— Your task —
Starting at the line that contains "Question. Identify the small" and ending at the last line of the rows below, lay out each line in a Markdown table with the columns Nr and Line. Number the lines and leave out any blank ones.

## START

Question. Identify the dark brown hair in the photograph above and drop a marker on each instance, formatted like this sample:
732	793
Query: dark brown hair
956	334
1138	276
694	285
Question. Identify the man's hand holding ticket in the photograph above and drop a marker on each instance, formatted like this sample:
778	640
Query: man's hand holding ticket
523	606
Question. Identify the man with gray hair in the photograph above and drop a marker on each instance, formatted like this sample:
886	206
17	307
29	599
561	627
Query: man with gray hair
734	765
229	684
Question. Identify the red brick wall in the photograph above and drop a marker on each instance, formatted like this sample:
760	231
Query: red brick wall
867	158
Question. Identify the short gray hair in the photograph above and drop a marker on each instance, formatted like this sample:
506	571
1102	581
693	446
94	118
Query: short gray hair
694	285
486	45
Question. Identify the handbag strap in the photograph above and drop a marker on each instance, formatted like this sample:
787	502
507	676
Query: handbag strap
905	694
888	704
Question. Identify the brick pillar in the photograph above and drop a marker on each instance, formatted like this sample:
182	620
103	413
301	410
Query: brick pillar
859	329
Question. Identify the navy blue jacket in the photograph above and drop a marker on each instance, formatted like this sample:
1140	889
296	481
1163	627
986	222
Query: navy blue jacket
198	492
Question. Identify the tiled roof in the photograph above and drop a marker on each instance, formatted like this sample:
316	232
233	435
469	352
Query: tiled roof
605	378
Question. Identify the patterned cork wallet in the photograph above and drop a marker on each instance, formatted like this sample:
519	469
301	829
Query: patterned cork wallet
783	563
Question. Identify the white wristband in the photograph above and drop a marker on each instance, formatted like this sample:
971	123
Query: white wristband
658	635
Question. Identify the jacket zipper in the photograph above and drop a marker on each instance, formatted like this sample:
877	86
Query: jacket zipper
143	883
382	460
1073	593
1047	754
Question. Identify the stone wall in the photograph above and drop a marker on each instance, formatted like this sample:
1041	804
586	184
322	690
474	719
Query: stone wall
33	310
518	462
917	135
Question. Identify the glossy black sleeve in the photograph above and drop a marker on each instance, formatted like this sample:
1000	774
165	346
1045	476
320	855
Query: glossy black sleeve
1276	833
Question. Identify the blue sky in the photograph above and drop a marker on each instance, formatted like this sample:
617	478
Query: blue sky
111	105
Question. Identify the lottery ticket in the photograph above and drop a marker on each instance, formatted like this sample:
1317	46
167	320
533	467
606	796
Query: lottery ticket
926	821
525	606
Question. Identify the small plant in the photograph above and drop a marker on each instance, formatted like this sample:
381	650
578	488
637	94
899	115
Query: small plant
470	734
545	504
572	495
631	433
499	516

## END

— Solution for this task —
| Nr | Line |
|---|---|
| 1 | Question. Identify the small plant in the photograph above and drop a marker on each instance, formatted like this sample: |
| 2 | 381	650 |
| 3 | 578	488 |
| 4 | 637	94 |
| 5 | 899	115 |
| 6 | Query: small plant |
| 7 | 470	734 |
| 8 | 545	504 |
| 9 | 572	495 |
| 10 | 631	433 |
| 11 | 499	516 |